▶ _Problem statement_
Copy the material that follows line for line, without changing anything.

○ ○ ○ ○ ○ ○ ○

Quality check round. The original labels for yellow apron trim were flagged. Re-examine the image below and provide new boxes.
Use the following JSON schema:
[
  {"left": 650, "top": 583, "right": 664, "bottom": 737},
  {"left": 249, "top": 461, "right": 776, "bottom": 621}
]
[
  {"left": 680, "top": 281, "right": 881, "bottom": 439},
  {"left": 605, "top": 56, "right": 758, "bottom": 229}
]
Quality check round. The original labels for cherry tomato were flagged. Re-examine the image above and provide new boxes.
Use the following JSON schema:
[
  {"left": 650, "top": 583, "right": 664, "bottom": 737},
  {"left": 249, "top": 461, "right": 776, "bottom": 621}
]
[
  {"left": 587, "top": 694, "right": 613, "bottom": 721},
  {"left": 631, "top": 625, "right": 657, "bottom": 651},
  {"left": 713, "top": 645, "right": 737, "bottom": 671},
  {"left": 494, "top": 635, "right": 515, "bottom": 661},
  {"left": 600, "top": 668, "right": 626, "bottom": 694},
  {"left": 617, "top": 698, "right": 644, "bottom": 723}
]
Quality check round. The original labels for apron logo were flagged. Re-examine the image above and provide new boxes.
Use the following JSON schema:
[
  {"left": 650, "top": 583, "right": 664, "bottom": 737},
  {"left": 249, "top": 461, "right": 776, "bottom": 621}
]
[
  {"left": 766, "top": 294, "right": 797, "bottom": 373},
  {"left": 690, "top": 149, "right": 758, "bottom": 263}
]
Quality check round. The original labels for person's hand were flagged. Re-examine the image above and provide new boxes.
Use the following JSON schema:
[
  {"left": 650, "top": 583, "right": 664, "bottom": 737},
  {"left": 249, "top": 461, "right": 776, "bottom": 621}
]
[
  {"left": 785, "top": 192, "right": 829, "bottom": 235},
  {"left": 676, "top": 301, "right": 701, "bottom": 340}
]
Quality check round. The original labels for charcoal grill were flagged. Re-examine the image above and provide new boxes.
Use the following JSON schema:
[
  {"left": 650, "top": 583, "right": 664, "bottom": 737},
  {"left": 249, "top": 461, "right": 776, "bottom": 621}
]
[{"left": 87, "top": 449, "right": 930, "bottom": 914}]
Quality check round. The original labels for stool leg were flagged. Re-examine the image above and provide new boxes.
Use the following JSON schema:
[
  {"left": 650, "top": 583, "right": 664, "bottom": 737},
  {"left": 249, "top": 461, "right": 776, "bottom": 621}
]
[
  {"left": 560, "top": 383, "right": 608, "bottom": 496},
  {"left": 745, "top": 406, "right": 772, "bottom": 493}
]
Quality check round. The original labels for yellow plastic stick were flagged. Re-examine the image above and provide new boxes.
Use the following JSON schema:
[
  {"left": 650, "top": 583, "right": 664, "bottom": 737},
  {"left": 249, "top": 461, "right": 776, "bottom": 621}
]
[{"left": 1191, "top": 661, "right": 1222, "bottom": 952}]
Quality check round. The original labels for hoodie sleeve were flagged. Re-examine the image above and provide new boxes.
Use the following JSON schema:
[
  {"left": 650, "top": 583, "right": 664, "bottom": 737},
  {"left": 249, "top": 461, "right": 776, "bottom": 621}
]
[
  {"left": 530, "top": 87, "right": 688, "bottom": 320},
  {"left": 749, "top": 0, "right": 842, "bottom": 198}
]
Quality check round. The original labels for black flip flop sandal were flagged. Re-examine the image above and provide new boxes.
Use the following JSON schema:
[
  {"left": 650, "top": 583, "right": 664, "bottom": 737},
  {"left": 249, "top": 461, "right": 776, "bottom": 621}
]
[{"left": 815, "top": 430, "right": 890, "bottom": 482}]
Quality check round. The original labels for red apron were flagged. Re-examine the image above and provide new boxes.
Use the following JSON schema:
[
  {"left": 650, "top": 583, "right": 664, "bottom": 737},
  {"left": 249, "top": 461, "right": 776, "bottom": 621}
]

○ ○ ○ ○ ○ ○ ○

▶ _Correct result_
Quality check round. The original labels for yellow apron trim were flagged. Re-examine the image below and provide new boxes.
Use the following JSON schema:
[
  {"left": 650, "top": 583, "right": 664, "bottom": 737},
  {"left": 249, "top": 461, "right": 776, "bottom": 621}
]
[
  {"left": 680, "top": 281, "right": 881, "bottom": 439},
  {"left": 605, "top": 56, "right": 758, "bottom": 229}
]
Quality check round. The original labels for cherry tomato were flagged. Re-examine the image above and provide new boxes.
Use the following JSON schema:
[
  {"left": 650, "top": 583, "right": 664, "bottom": 737},
  {"left": 249, "top": 461, "right": 776, "bottom": 621}
]
[
  {"left": 587, "top": 694, "right": 613, "bottom": 721},
  {"left": 631, "top": 625, "right": 657, "bottom": 651},
  {"left": 713, "top": 645, "right": 737, "bottom": 671},
  {"left": 494, "top": 635, "right": 515, "bottom": 661},
  {"left": 600, "top": 668, "right": 626, "bottom": 694},
  {"left": 617, "top": 698, "right": 644, "bottom": 723}
]
Quality check round. The original labels for apron logo were flagged. Re-examine the image above and provide new boxes.
Use the following JSON schema:
[
  {"left": 650, "top": 583, "right": 664, "bottom": 737},
  {"left": 249, "top": 461, "right": 776, "bottom": 621}
]
[
  {"left": 766, "top": 294, "right": 797, "bottom": 373},
  {"left": 690, "top": 149, "right": 758, "bottom": 263}
]
Quality check round. The original labels for person's hand were flagged. Re-examine the image above and provide new boxes.
Use the following JSON schema:
[
  {"left": 650, "top": 583, "right": 664, "bottom": 737},
  {"left": 249, "top": 461, "right": 776, "bottom": 621}
]
[
  {"left": 785, "top": 192, "right": 829, "bottom": 235},
  {"left": 676, "top": 301, "right": 701, "bottom": 340}
]
Quality check round. The original labels for charcoal grill were flagged. Re-examine the image above and provide new boxes.
Use the following JSON schema:
[
  {"left": 650, "top": 583, "right": 664, "bottom": 737},
  {"left": 249, "top": 461, "right": 776, "bottom": 621}
]
[{"left": 87, "top": 449, "right": 930, "bottom": 914}]
Quality check round. The original labels for stool leg were flagged. Re-examine the image above and provide new boxes.
Use the following JSON schema:
[
  {"left": 650, "top": 583, "right": 664, "bottom": 737},
  {"left": 249, "top": 461, "right": 776, "bottom": 621}
]
[
  {"left": 560, "top": 383, "right": 608, "bottom": 496},
  {"left": 745, "top": 406, "right": 772, "bottom": 493}
]
Quality check round. The original labels for yellow plastic stick were flagged. Re-examine the image above and provide new boxes.
Use the following JSON schema:
[
  {"left": 650, "top": 583, "right": 664, "bottom": 737},
  {"left": 249, "top": 461, "right": 776, "bottom": 621}
]
[{"left": 1191, "top": 661, "right": 1222, "bottom": 952}]
Quality check round. The original labels for hoodie sleeve were flagged. Re-examine the image above and provide new boxes.
Use the following JSON schema:
[
  {"left": 650, "top": 583, "right": 664, "bottom": 737},
  {"left": 249, "top": 461, "right": 776, "bottom": 621}
]
[
  {"left": 530, "top": 87, "right": 688, "bottom": 320},
  {"left": 749, "top": 0, "right": 842, "bottom": 198}
]
Quality check round. The original labels for black flip flop sandal were flagged. Re-examine the image above and provide new boxes.
Use the following JSON schema:
[
  {"left": 650, "top": 583, "right": 664, "bottom": 737},
  {"left": 249, "top": 461, "right": 776, "bottom": 621}
]
[{"left": 815, "top": 430, "right": 890, "bottom": 482}]
Quality check round. The original labels for red apron were flagged. Re-examine the image above and provide new boxes.
Use the following JSON schema:
[
  {"left": 650, "top": 583, "right": 664, "bottom": 737},
  {"left": 249, "top": 461, "right": 776, "bottom": 621}
]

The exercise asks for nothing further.